## GIVEN PROBLEM
Can you substitute "slope" for "hillside" throughout these lines, keeping everything else unchanged and leaving the pictures out?
--------
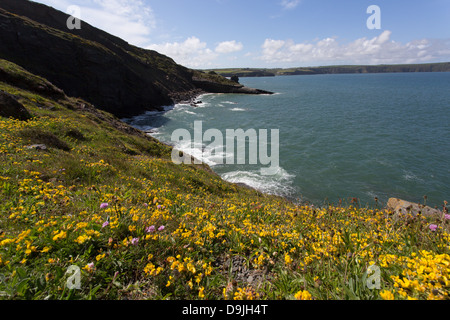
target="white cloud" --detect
[31,0,156,46]
[259,30,450,65]
[147,37,218,68]
[281,0,300,10]
[215,40,244,53]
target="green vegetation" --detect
[0,60,450,300]
[206,62,450,77]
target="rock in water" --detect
[0,90,31,120]
[387,198,442,217]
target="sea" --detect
[123,72,450,207]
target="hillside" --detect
[209,62,450,77]
[0,59,450,300]
[0,0,270,117]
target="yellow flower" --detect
[380,290,395,300]
[294,290,312,300]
--------
## EXERCISE SOLUTION
target="white cloud" --detect
[31,0,156,46]
[259,30,450,65]
[147,37,218,68]
[281,0,300,10]
[215,40,244,53]
target="green vegetation" --detect
[0,60,450,300]
[206,62,450,77]
target="rock in water" --detect
[0,90,31,120]
[387,198,442,217]
target="sea" --detect
[123,72,450,207]
target="slope" --detect
[209,62,450,77]
[0,59,450,300]
[0,0,270,117]
target="yellow flower" --detect
[380,290,395,300]
[294,290,312,300]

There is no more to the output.